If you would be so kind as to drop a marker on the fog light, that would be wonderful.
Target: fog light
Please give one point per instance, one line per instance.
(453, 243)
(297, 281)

━━━━━━━━━━━━━━━━

| Your task |
Return all lines in the data that include the word "light".

| Task solution |
If you would be so kind as to drop a marker on the fog light, that would be wonderful.
Target: fog light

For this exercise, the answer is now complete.